DATASET RECORDS Start Marker

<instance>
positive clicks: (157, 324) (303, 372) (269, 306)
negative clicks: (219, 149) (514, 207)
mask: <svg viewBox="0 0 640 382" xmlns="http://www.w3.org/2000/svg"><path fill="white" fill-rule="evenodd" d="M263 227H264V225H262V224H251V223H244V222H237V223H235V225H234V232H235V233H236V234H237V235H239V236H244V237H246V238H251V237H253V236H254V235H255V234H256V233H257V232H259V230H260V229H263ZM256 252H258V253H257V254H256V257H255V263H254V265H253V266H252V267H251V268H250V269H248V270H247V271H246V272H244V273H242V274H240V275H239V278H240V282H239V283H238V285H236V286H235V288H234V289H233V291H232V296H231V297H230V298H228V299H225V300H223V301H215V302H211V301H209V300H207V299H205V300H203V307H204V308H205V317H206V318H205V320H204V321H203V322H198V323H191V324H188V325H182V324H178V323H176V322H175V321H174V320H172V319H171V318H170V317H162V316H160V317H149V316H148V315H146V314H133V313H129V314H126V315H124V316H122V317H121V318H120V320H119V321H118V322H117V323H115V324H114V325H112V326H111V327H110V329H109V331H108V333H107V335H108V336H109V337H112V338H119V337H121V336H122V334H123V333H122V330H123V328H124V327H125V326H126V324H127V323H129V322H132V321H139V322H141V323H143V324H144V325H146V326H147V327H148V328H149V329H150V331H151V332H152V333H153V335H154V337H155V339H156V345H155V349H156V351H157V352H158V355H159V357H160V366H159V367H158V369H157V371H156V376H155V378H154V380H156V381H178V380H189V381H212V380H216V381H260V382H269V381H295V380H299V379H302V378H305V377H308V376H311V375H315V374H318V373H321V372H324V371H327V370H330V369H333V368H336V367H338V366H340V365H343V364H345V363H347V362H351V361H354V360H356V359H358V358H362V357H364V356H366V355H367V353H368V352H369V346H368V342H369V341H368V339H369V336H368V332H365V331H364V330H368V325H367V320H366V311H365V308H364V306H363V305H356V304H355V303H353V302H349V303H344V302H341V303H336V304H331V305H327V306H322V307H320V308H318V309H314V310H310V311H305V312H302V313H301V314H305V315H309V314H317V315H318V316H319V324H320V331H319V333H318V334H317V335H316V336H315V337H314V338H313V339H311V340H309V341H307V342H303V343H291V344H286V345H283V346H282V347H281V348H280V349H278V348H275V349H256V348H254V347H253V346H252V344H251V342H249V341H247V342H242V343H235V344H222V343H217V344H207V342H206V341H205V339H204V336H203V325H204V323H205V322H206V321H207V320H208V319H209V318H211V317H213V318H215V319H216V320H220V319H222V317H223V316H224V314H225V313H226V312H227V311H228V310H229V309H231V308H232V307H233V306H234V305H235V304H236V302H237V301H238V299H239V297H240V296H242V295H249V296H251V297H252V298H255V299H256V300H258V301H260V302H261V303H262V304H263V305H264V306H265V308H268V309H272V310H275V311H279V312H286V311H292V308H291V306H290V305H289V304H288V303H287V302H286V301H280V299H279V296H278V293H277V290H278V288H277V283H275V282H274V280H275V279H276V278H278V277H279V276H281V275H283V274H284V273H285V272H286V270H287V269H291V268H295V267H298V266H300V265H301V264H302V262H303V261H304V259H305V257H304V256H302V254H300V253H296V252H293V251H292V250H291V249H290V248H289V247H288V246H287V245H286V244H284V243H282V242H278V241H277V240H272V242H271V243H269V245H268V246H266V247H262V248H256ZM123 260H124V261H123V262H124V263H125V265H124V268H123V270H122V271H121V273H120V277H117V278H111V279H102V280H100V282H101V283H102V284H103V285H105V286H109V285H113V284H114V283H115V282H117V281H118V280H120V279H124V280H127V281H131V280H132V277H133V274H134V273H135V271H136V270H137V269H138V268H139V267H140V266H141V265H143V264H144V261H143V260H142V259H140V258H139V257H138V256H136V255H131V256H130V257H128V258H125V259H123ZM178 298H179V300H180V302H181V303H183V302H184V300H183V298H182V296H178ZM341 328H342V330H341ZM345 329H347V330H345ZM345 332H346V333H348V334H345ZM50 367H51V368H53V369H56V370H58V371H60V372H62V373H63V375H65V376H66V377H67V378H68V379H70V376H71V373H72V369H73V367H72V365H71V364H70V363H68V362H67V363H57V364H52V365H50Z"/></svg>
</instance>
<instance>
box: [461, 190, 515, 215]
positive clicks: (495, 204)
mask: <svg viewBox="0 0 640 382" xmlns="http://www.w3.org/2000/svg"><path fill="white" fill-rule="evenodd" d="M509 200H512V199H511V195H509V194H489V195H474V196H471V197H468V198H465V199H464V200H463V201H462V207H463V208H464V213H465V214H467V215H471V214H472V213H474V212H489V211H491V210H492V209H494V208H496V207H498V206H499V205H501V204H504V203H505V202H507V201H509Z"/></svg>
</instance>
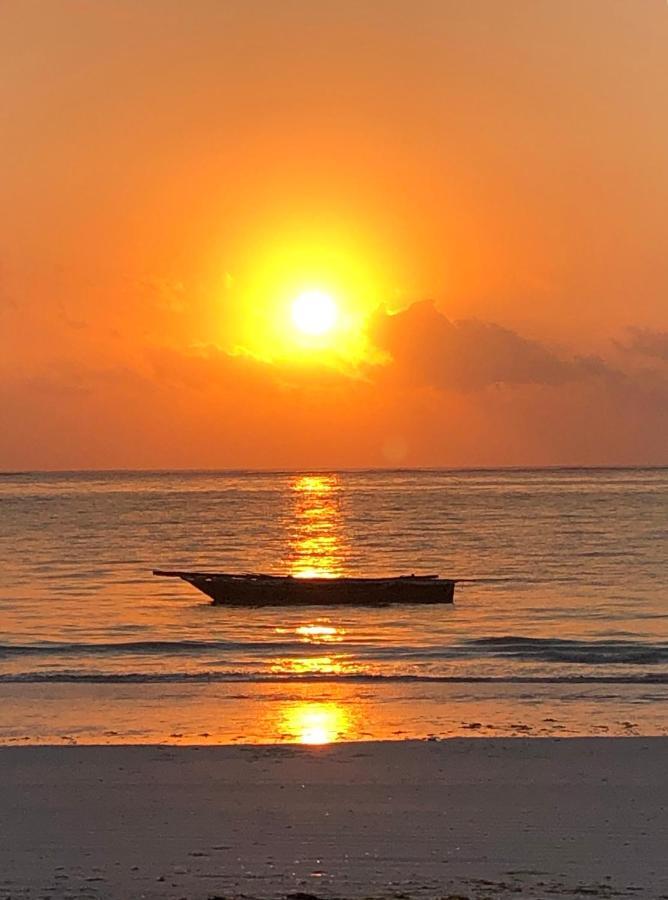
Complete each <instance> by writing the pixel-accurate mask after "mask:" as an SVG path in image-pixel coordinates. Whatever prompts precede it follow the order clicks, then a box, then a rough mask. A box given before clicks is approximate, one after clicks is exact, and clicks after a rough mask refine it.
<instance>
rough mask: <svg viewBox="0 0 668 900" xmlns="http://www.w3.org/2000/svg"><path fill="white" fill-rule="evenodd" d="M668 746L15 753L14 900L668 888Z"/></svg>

DATASET RECORDS End Marker
DATASET RECORDS Start Marker

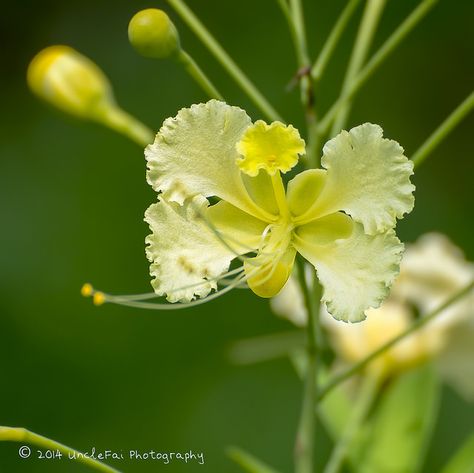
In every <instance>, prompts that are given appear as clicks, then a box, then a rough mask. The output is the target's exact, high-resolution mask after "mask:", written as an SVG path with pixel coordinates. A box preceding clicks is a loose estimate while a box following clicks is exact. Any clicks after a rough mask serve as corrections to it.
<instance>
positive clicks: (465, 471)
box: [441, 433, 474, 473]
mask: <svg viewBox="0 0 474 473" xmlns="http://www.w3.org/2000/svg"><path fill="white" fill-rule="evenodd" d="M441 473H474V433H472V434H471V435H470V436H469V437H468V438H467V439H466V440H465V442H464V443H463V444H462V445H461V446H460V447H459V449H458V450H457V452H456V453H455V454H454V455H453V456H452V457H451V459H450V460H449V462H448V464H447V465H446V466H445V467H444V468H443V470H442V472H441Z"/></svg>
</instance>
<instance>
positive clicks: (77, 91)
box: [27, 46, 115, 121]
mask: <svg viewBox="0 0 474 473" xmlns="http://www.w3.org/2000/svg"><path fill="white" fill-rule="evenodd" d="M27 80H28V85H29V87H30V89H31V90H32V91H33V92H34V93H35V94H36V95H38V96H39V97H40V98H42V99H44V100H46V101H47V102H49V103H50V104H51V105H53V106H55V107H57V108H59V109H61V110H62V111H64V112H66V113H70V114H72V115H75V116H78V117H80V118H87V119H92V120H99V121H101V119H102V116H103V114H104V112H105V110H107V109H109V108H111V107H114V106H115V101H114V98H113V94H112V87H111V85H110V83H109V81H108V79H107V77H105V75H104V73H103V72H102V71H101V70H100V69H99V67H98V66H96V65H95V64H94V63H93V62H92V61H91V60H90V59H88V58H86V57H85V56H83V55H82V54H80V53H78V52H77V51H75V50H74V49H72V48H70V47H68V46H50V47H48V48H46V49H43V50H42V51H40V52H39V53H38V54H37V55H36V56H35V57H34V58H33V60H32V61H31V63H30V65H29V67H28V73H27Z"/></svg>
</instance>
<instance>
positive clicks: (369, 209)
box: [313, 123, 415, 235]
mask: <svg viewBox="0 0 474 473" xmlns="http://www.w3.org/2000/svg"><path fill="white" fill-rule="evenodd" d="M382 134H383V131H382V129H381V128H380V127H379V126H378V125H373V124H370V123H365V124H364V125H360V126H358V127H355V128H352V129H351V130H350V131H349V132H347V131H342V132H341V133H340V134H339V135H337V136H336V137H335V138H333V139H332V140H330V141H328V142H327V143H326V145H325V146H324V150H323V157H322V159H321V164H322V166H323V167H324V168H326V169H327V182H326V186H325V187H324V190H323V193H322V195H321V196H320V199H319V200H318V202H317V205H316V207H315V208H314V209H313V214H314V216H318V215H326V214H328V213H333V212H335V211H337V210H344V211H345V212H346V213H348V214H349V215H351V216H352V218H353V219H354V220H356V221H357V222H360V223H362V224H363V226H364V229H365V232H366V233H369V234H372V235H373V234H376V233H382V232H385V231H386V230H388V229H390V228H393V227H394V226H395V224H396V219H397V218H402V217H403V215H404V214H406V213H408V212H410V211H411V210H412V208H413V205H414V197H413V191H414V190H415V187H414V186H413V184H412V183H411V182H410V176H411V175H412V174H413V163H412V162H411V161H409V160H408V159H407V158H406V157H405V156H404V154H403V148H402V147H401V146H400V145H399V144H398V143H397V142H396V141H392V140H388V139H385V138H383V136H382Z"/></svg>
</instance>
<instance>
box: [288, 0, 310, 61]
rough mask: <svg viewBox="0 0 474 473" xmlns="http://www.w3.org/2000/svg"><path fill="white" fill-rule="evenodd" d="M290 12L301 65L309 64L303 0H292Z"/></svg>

DATASET RECORDS End Marker
DATASET RECORDS Start Marker

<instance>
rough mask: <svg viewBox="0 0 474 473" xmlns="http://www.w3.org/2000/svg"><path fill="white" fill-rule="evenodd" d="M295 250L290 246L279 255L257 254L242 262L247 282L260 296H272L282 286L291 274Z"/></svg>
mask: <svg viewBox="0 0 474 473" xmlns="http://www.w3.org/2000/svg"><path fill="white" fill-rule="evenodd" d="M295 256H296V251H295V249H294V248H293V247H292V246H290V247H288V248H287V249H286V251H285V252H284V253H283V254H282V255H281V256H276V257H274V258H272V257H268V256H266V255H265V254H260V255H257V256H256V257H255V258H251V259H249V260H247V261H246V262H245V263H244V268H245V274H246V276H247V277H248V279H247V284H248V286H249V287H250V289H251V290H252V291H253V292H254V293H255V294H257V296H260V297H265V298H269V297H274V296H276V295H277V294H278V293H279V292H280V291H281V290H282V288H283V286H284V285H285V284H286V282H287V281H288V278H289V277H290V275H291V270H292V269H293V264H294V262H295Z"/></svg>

DATASET RECORDS End Marker

WHAT YOU ARE ASKED TO DO - Pull out every line of the records above that contains the word "exact".

EXERCISE RESULT -
Complete each <instance> by writing the pixel-accurate mask after "mask:" as an SVG path in image-pixel coordinates. Whatever prompts precede it follow the order clicks, then a box, then a rough mask. A box given before clicks is approximate, one after clicks is exact, and clicks after a rough mask refine it.
In every <instance>, prompts that are given appear as clicks, then a box, then a rough mask. The output is the target's exact, high-resolution mask after "mask:", written as an SVG path with pixel coordinates. A box preceding clicks is a loose estimate while a box following clicks is exact. Any clicks after a rough mask serve as corrections to it.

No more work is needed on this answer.